Kutipan ->
····················

Mbak Luna dan Arogansi Profesi

05.20 / Diposting oleh Phyrman /

Sengketa kecil antara Luna Maya (artis, pesinetron, penyanyi dan MC) dengan pekerja infotainmen memasuki babak yang penuh opini. Sebagian masyarakat yang pro infotainmen “merasa” adalah sungguh tidak tahu diri jika seorang artis yang (notebene) dibesarkan oleh industri infotainmen lewat kucuran keringat para pekerja nya, tiba2 menghujat orang yang telah mengangkat namanya, dari bukan siapa2 menjadi artis tenar termahal di negeri ini. Kendati sebenarnya “klaim” tersebut juga berjalan sepihak, karena sang artis pun merasa kesuksesannya karena telenta dan kerja keras, bukan hasil ”pemberian” dari pekerja infotainment.

Yang pro mbak Luna tentunya sepakat, bahwa sebagai manusia memiliki hak individu yang namanya ”privacy” dan ini dilindungi oleh UU tertinggi manusia yaitu Hak Azasi Manusia (HAM), dimana tidak seorang pun atas nama profesi apapun berhak untuk mengganggu kenyamanan hidup orang lain. Jadi kalo seseorang merasa terganggu dengan kehadiran orang lain yang ”memaksa” dia untuk membuka kisah pribadinya, hal itu bisa masuk pada pasal pidana. Namun seringkali pekerja media membenturkan dengan (sedikit menyeleweng tafsiran) UU pers, bahwa seseorang tidak boleh menghalangi wartawan untuk mendapatkan informasi. Nah lho?

Menghadapi ”update status” Mbak Luna di twitter nya yang dianggap menghina dan mencemarkan nama baik para pekerja infotainmen, saya langsung bertanya-tanya, benarkah itu sebuah penghinaan? Trus kenapa seseorang harus merasa terhina padahal dalam tulisan itu tidak menyebut sebuah institusi atau pribadi seseorang. Atas dasar apa seseorang berhak merasa menjadi ”korban” pencemaran nama baik. Apakah jika saya mengatakan ”para pejabat memang koruptor dan penjahat” lalu semua orang pejabat pemerintahan dari tingkat pusat hingga kelurahan berhak melaporkan saya ke pengadilan terkait pasal pencemaran nama baik. Jika itu terjadi maka semua demonstran yang biasa kritis, bisa2 langsung masuk bui hehehe...

Saya teringat cerita seorang kawan wartawan televisi yang ditugaskan mewawancarai seorang tokoh reformasi yang terkenal kritis dan tajam. Saat bertemu di kantornya, sang narasumber berkata ”kamu dari TV mana?” lalu kawan saya menunjukkan logo mic, dan spontan si narasumber berkata ”Kamu tahu gak, saya dulu sangat mengagumi berita2 di TV mu yang ikut menentukan sejarah suksesnya gerakan reformasi 1998, tapi sekarang saya muak melihat isi beritanya, seperti sampah!” Kawan saya langsung terdiam dan tersenyum kecut. Tapi dengan cool dia tetap merayu agar bisa mendapatkan wawancara si narasumber, karena merasa bahwa keberhasilannya menjalankan profesi adalah dengan sukses mendapat wawancara eksklusif kendati harus mendengar caci maki terlebih dahulu.

····················

Item tersimpan dari sebuah koleksi
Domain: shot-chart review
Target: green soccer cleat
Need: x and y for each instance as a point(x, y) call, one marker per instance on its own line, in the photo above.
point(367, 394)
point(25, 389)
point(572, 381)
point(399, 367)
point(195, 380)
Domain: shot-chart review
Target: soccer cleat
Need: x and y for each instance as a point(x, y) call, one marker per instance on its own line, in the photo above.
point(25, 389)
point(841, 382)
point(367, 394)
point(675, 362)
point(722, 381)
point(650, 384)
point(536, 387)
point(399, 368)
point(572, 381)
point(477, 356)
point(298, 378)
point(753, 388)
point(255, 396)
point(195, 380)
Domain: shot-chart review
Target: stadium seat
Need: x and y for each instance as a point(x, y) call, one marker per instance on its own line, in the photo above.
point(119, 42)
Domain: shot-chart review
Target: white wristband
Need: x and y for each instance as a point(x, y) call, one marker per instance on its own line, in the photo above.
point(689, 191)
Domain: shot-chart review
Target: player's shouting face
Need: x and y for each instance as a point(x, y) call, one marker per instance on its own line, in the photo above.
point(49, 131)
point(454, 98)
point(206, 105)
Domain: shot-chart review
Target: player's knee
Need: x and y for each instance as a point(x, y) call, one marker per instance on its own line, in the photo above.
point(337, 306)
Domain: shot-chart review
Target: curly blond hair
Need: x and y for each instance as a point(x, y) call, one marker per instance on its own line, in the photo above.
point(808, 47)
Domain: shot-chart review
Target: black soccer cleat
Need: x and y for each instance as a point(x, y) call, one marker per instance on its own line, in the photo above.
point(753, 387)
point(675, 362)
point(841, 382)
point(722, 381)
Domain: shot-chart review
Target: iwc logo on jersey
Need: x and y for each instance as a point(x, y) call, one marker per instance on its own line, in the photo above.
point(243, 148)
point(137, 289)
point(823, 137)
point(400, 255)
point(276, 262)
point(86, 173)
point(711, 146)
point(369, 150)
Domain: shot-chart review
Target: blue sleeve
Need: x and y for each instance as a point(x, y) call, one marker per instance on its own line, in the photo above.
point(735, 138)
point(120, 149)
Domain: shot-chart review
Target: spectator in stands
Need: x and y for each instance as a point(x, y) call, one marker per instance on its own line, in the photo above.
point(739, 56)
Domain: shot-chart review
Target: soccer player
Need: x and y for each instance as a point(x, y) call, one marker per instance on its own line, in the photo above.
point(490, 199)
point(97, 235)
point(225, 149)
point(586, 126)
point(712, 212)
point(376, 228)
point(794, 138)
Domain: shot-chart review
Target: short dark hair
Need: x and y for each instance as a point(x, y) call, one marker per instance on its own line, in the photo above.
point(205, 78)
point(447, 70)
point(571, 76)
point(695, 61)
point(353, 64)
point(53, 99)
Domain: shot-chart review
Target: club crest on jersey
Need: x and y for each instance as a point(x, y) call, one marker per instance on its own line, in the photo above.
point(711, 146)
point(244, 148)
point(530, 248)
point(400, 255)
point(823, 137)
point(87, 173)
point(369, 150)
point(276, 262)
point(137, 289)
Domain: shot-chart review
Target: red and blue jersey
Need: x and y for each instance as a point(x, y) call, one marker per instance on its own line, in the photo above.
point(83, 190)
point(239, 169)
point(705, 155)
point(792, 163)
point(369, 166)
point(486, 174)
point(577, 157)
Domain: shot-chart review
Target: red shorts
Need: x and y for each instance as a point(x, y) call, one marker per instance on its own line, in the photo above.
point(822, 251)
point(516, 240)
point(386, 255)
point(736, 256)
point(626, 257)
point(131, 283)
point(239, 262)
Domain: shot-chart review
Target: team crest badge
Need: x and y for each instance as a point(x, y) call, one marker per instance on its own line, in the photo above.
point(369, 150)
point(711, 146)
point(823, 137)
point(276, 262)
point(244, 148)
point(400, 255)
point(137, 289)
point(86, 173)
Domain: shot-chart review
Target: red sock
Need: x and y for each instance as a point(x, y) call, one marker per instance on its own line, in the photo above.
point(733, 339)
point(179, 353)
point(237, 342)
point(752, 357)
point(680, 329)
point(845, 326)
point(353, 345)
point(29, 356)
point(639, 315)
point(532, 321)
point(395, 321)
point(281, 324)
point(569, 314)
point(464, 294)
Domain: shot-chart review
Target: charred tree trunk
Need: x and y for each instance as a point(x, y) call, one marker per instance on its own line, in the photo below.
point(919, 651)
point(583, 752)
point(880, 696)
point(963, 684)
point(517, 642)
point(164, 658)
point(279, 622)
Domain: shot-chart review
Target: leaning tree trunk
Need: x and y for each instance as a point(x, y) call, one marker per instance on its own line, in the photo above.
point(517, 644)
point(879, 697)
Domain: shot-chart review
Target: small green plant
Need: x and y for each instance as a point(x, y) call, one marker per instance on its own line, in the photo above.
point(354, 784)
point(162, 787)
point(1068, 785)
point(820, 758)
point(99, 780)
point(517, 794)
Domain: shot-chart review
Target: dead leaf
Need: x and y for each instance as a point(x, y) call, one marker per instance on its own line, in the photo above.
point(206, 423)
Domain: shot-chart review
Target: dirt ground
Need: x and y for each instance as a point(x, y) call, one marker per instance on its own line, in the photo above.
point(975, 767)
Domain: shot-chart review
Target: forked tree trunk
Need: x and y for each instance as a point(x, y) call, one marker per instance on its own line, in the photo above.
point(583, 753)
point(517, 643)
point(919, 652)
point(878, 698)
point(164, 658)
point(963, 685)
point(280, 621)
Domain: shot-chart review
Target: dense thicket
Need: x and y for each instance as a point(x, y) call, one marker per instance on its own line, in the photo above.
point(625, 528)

····················

Tugas -> Lanjutkan tulisan tentang Luna Maya dan pekerja infotainmen itu dari kalimat terakhirnya.

Hasil ->
Kenapa kawan saya tidak tersinggung atau melaporkan si narasumber ke polisi karena menyebut ”sampah” pada institusinya. Karena dia paham, bahwa kata-kata itu adalah kritikan membangun terhadap kekurangannya dalam membangun sebuah berita yang ”mencerdaskan” masyarakat.

Kembali ke twiter Mbak Luna, dia mengatakan ”derajat infotainmen lebih rendah dari pelacur dan pembunuh”. Secara teks dia tidak menyebut sebuah profesi tertentu, kata infotainmen sendiri bermakna program bukan profesi. Dan bisa jadi itu infotainmen di amerika atau arab saudi bukan di Indonesia, artinya banyak tafsir yang mungkin muncul dari istilah tersebut. Dari segi konteks, itu hanya luapan emosi yang mungkin terganggu akibat pemberitaan infotainmen yang merugikannya atau etika pekerja infotainmen dalam mencari berita yang sangat mengganggunya. Maknanya adalah kalo dari dua hal ini menimbulkan multitafsir, kenapa orang lain yang mungkin bukanlah orang yang dimaksud oleh Luna harus merasa tersinggung dan geer (gedhe rumangsa-red). Lebay banget sich hehehe... Btw, lebay adalah salah satu akar dari arogansi pribadi.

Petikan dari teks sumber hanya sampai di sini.